= Supplied material =

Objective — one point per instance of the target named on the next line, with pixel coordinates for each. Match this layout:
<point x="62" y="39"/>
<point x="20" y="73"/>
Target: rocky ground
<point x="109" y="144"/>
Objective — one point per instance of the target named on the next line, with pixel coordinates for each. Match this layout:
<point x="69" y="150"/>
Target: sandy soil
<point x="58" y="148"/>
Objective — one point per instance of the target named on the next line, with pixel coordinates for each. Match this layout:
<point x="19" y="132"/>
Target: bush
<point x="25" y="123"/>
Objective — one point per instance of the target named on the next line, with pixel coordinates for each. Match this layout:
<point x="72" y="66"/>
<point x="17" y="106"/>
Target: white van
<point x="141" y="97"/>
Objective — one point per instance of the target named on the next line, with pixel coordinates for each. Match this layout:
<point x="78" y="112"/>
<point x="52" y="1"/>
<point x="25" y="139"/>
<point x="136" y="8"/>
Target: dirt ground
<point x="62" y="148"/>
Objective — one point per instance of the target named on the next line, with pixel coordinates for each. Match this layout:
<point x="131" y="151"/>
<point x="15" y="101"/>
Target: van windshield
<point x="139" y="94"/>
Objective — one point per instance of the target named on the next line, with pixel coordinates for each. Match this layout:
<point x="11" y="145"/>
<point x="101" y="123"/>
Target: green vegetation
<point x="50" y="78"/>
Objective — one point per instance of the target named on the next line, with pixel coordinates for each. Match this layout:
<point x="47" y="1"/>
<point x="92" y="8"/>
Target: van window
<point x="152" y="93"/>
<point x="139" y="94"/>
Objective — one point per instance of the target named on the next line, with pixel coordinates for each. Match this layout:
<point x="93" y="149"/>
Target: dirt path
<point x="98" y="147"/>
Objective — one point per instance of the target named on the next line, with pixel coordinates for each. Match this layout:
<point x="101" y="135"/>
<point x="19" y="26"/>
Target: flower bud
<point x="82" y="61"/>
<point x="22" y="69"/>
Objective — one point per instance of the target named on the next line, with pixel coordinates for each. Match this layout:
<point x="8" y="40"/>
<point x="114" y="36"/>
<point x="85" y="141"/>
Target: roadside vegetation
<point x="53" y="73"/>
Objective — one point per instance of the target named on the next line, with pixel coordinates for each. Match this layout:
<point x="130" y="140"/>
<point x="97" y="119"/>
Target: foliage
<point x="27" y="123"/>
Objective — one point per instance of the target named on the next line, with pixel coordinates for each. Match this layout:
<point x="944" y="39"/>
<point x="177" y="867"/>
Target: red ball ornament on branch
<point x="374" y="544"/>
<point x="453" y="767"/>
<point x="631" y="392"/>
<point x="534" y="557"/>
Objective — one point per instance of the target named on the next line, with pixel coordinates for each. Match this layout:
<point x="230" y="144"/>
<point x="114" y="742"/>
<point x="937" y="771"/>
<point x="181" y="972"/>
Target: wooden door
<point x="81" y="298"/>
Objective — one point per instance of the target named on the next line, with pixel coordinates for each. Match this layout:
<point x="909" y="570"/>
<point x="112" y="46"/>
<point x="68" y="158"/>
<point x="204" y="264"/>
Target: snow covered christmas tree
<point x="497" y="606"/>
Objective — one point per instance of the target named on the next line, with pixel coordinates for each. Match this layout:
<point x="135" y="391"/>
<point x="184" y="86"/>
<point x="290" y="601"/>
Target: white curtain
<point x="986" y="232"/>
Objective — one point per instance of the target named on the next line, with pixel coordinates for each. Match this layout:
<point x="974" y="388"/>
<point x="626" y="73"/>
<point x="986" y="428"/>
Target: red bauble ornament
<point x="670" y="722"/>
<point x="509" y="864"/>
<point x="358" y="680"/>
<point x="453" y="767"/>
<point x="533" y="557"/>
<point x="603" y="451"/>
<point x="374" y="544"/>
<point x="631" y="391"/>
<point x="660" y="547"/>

= What this task involves =
Exact reproduction of the listing above is required.

= Task solution =
Objective — one point per instance of the target named on the next line, with pixel coordinates for each. Match this layout:
<point x="62" y="39"/>
<point x="20" y="73"/>
Target: rocky ground
<point x="109" y="144"/>
Objective — one point per instance of the target named on the next line, with pixel coordinates for each. Match this layout:
<point x="69" y="150"/>
Target: sandy soil
<point x="58" y="148"/>
Objective — one point per instance of the target named on the next line, with pixel coordinates for each. Match this layout:
<point x="19" y="132"/>
Target: bush
<point x="25" y="123"/>
Objective — one point per instance of the target named on the next line, with pixel coordinates for each. Match this layout:
<point x="72" y="66"/>
<point x="17" y="106"/>
Target: white van
<point x="141" y="97"/>
Objective — one point per instance of the target named on the next line, with pixel coordinates for each. Match this layout:
<point x="78" y="112"/>
<point x="52" y="1"/>
<point x="25" y="139"/>
<point x="136" y="8"/>
Target: dirt ground
<point x="62" y="148"/>
Objective — one point per instance of the target named on the next line, with pixel coordinates for each. Match this layout:
<point x="131" y="151"/>
<point x="15" y="101"/>
Target: van windshield
<point x="139" y="94"/>
Objective — one point per instance of the target named on the next line, with pixel coordinates for each. Match this layout:
<point x="11" y="145"/>
<point x="101" y="123"/>
Target: green vegetation
<point x="50" y="78"/>
Objective — one point per instance of the target named on the next line, with pixel coordinates for each. Match this layout:
<point x="47" y="1"/>
<point x="92" y="8"/>
Target: van window
<point x="152" y="93"/>
<point x="139" y="94"/>
Objective — one point per instance of the target named on the next line, with pixel coordinates for each. Match this layout:
<point x="93" y="149"/>
Target: dirt path
<point x="98" y="147"/>
Objective — one point per instance of the target named on the next line, with pixel coordinates for each. Match this layout:
<point x="101" y="135"/>
<point x="19" y="26"/>
Target: flower bud
<point x="82" y="61"/>
<point x="22" y="69"/>
Objective — one point per instance of the target named on the next line, with pixel coordinates for each. Match this layout:
<point x="8" y="40"/>
<point x="114" y="36"/>
<point x="85" y="141"/>
Target: roadside vegetation
<point x="53" y="73"/>
Objective — one point per instance of the target named on the next line, with pixel coordinates for each. Match this layout:
<point x="130" y="140"/>
<point x="97" y="119"/>
Target: foliage
<point x="27" y="123"/>
Objective — one point per instance of the target named on the next line, with pixel coordinates for each. Match this layout:
<point x="944" y="39"/>
<point x="177" y="867"/>
Target: red ball ornament on branch
<point x="374" y="544"/>
<point x="453" y="767"/>
<point x="631" y="392"/>
<point x="534" y="557"/>
Objective — one point per instance of the target named on the next line, with pixel coordinates for each. Match this layout:
<point x="230" y="144"/>
<point x="114" y="742"/>
<point x="937" y="771"/>
<point x="181" y="972"/>
Target: wooden door
<point x="81" y="298"/>
Objective — one point per instance of the target named on the next line, with pixel coordinates for each. Match this layout:
<point x="909" y="570"/>
<point x="112" y="46"/>
<point x="68" y="158"/>
<point x="204" y="264"/>
Target: snow covered christmas tree
<point x="497" y="606"/>
Objective — one point per instance of the target named on the next line, with pixel coordinates for each. Match this layout:
<point x="135" y="391"/>
<point x="184" y="86"/>
<point x="290" y="601"/>
Target: white curtain
<point x="986" y="232"/>
Objective — one point per instance of the target named on the next line, with pixel coordinates for each. Match this layout:
<point x="974" y="388"/>
<point x="626" y="73"/>
<point x="986" y="428"/>
Target: red bauble ornament
<point x="670" y="722"/>
<point x="509" y="864"/>
<point x="358" y="680"/>
<point x="453" y="767"/>
<point x="533" y="557"/>
<point x="603" y="451"/>
<point x="374" y="544"/>
<point x="631" y="391"/>
<point x="660" y="547"/>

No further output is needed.